Continue the biography of Peter Hammond from the point where it stops.

▶ _Provided text_
——————

- Born: 24 February 1921 Bromley, Kent, England
- Died: 1 March 1999 (aged 78) Lincoln, England
- Occupations: priest, writer, artist
- Writing career
- Period: 1957-1999

= Peter Hammond (priest) =

British priest, writer and artist

Peter Hammond (1921–1999) was a priest, writer, teacher and artist best known for his writings on church architecture and his significant influence on the modernising of church architecture as part of the Liturgical Movement.

==Early life==
Hammond was born in Bromley, UK on 24 February 1921. He went to art college in 1938, gaining a scholarship to the Royal College of Art. With the outbreak of World War II, he joined the Royal Navy as a radio operative on the North Atlantic convoys and later in 1943 he was posted to Sicily and then to Alexandria. In 1946, Hammond was able to accept a place at Merton College, Oxford reading history. While at Merton he won a scholarship to conduct research in an Orthodox Christian country and the result of this research was his book The Waters of Marah.

==Religious life==
Hammond was ordained in Oxford in 1951 and became the curate of Summertown in Oxford, eventually becoming the vicar of Bagendon. He was the general secretary of the Anglican and Eastern Church Association and in 1957 co-founded the New Churches Research Group.

===Influence on Church architecture===
Robert Proctor emphasises the influence that Hammond had on the modernisation of churches in the UK. The New Churches Research Group (NCRG), which he co-founded, was a group of Catholic and Anglican church architects and craftspeople who promoted liturgical reform of churches through publications such as The Tablet and Architects' Journal. The group included architects Peter Gilbey, Robert Maguire, Keith Murray (an ecclesiastical designer), John Newton (Burles, Newton & Partners), Patrick Nuttgens, George Pace, Patrick Reyntiens (stained glass artist), Austin Winkley, Lance Wright, as well as Catholic priest and theologian Charles Davis.

——————

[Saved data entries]

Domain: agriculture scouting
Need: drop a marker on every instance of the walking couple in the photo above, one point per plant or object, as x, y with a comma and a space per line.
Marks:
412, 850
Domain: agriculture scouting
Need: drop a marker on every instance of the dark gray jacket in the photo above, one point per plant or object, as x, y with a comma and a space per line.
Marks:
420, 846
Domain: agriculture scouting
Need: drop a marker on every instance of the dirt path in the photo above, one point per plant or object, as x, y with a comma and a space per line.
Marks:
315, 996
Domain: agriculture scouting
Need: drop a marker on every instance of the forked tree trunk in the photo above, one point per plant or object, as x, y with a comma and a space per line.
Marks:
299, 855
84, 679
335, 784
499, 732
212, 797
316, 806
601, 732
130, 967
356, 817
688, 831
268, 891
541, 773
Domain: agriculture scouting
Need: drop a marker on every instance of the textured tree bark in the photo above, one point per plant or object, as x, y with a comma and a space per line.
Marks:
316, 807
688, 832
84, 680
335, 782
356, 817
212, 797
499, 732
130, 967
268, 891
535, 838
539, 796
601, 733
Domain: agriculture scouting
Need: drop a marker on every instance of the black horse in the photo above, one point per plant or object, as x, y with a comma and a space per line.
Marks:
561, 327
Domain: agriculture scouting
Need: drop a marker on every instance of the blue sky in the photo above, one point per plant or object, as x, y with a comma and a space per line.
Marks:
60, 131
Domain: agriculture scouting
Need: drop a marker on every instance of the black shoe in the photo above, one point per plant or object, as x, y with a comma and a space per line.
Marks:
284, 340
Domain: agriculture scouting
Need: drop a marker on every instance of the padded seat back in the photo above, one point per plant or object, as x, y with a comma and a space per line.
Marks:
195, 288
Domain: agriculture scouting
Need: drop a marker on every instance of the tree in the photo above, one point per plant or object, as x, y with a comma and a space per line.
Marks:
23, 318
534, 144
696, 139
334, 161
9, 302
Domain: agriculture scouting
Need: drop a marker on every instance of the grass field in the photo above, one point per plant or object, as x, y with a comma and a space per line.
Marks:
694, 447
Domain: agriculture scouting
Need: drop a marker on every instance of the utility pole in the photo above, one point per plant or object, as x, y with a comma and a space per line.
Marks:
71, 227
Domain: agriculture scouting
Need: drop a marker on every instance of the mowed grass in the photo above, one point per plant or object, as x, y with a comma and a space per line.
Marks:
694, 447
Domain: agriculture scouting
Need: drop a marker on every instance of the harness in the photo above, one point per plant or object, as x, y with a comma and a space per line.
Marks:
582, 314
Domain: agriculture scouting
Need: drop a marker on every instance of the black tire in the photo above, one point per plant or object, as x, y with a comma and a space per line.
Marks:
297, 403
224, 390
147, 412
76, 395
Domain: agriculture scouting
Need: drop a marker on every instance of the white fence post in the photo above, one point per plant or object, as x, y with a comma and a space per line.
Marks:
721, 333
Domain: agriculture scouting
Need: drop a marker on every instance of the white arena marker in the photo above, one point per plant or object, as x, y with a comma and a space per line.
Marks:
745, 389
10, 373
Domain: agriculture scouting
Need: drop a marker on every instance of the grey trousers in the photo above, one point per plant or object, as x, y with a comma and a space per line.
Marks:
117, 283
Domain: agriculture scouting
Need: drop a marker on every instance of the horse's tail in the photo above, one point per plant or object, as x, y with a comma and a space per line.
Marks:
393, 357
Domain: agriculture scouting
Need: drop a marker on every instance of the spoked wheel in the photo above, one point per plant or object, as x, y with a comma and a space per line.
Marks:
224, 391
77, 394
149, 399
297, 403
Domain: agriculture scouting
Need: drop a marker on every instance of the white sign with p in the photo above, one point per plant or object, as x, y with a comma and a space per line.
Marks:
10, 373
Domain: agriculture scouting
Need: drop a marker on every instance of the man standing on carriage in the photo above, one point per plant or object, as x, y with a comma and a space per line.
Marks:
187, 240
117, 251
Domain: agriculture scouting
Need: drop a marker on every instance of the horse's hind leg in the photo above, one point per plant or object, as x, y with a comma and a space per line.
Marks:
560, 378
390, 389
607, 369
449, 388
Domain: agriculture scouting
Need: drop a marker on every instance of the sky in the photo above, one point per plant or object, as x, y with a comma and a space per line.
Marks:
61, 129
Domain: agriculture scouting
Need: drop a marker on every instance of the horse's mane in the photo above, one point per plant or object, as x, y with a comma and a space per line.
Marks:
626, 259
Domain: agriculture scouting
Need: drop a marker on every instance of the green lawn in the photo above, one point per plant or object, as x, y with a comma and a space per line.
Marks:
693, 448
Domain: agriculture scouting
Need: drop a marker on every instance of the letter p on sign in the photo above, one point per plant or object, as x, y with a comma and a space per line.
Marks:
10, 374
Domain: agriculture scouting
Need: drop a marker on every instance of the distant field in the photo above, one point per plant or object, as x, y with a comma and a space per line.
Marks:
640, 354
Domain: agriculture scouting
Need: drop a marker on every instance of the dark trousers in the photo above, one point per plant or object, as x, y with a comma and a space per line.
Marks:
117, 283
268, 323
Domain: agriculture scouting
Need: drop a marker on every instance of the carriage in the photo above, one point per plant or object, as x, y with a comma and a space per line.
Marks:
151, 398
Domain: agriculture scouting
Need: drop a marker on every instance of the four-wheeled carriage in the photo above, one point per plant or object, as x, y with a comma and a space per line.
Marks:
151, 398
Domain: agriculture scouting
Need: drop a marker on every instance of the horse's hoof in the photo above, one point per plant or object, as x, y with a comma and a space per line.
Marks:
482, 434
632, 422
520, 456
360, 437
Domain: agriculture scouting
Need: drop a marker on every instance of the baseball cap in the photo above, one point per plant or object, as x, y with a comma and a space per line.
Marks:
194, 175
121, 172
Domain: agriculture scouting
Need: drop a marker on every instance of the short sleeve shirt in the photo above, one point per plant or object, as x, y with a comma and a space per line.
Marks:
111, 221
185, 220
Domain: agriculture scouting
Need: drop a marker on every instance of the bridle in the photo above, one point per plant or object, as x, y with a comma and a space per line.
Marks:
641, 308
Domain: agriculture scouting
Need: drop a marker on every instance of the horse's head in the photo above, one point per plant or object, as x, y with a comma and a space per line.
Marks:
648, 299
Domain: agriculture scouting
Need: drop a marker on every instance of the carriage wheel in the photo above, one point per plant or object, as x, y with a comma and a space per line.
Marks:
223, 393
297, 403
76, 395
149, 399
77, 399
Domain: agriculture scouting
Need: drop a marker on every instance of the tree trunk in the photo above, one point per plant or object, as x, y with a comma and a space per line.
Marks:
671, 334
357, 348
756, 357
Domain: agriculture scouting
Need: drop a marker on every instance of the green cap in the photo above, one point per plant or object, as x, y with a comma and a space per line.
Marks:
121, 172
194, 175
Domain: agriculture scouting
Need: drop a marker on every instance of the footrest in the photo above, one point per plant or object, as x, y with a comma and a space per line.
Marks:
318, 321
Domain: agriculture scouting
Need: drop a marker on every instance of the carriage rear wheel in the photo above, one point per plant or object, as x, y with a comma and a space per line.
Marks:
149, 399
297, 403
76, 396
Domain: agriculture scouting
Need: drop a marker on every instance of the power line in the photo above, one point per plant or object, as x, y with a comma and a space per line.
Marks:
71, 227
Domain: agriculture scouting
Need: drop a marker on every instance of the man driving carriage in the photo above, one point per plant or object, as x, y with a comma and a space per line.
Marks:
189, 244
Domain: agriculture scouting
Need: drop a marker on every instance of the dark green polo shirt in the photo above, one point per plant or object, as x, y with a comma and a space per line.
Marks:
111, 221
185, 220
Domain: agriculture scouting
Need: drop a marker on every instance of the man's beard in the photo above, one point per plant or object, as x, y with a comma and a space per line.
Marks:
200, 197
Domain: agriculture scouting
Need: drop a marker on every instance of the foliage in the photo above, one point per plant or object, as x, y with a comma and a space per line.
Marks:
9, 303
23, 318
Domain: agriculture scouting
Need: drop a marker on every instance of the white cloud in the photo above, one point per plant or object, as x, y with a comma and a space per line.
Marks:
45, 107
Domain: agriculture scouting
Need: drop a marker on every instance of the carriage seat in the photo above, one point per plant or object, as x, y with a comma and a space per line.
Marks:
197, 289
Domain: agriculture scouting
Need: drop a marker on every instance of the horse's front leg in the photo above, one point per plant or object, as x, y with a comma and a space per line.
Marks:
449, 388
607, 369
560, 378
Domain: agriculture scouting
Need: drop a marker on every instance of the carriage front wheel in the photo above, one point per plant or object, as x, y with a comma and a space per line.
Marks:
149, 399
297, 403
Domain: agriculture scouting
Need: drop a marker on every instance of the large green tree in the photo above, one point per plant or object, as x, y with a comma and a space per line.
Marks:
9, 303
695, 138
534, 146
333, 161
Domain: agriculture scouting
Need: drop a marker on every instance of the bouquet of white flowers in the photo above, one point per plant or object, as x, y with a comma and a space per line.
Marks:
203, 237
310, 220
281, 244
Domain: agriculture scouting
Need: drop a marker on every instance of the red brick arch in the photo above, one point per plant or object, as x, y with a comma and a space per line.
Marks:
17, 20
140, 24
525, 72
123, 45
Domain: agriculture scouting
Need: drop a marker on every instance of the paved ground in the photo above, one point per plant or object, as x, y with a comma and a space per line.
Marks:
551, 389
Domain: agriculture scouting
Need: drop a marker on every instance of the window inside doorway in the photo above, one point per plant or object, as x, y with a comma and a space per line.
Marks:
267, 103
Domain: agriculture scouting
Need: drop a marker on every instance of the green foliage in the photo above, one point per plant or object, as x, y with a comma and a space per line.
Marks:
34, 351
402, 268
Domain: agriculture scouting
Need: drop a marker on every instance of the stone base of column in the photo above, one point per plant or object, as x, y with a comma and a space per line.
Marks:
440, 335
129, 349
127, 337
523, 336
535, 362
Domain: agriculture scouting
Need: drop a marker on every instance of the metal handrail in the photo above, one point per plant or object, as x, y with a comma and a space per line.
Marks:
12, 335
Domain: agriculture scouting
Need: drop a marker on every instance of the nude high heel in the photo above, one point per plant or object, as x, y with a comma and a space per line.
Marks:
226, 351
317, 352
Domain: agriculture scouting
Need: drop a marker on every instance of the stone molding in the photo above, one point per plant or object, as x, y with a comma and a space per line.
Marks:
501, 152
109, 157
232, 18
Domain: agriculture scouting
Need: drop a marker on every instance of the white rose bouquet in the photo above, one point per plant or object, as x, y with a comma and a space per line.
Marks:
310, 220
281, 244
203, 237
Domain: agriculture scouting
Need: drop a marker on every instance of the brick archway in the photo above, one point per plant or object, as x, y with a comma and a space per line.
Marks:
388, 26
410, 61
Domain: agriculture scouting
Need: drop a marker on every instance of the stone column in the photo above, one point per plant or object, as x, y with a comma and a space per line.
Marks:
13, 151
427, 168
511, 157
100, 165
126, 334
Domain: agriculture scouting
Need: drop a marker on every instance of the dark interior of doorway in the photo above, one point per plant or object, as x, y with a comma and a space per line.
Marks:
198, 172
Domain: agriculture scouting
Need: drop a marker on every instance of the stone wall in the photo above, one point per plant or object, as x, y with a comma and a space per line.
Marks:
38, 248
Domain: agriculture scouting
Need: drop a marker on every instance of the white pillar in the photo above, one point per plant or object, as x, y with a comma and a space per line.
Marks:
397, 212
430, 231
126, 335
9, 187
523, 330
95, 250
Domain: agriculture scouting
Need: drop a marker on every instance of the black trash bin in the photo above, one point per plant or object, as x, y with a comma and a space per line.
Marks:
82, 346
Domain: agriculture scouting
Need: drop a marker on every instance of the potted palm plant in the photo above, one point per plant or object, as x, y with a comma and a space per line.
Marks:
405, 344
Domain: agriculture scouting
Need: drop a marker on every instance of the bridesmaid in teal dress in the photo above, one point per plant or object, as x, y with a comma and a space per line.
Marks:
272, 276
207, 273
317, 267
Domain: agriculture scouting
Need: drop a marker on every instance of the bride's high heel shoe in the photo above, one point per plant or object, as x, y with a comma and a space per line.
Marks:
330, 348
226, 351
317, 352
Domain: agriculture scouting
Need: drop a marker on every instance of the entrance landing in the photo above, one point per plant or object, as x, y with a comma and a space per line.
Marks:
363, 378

——————

▶ _Written answer_
In 1960, Hammond wrote what has come to be regarded as his seminal work – Liturgy and Architecture. In this he argued that the post-war period was the most active and experimental period in ecclesiastical architecture since the sixteenth century. Openly and eloquently critical of Basil Spence's Coventry Cathedral, what was needed, he said, were 'functional structures designed to serve and articulate the communal activities which provide the one valid reason for building churches at all'. Good churches, he said, ‘no less than good schools and good hospitals – can be designed only through a radically functional approach.’

Liturgy and Architecture was widely read both in the UK and internationally and was one of the main spurs to the modernist and liturgical movement in church architecture in the UK. The book was given to Breuer and Associates, for example, by their Benedictine patrons during the design phase for Saint John’s Abbey church. Soon after, in 1961, 'Church Building Today' was founded, a magazine edited by two of the central figures in the NCRG - the architects Robert Macguire and Keith Murray. Then, in 1962, Hammond planned, edited and published a series of studies in ‘Towards a Church Architecture’. These publications established Hammond as “the Church of England’s leading architectural theorist”, according to the art historian Tanya Harrod.

==Later and personal life==
Between 1962 and 1980, Hammond taught art, music and literature at Hull School of Art and Design. In 1980, he returned to Greece and studied the monastery of Amorgos, with the intention of writing a book. This book remained unfinished and unpublished at his death. Hammond was married to Gillian Fansler (later divorced) and had three sons. He spent his later years in Lincoln where he was made a canon in 1987 and took an active interest in the cathedral, bringing together 40 international conservators and art historians to help decide how best to preserve the west front. He died on 1 March 1999 at the age of 78.

==Bibliography==
- The waters of Marah: The present state of the Greek Church. (Rockliff, 1956)
- Lossky. V., The Mystical Theology Of The Eastern Church. Ed/trans Hammond P., Allchin A.M., Lampert E. (New York: St Vladimir’s Seminary Press, 1991)
- Liturgy And Architecture (Barrie and Rockliff, 1960)
- Towards A Church Architecture. Ed. Hammond P.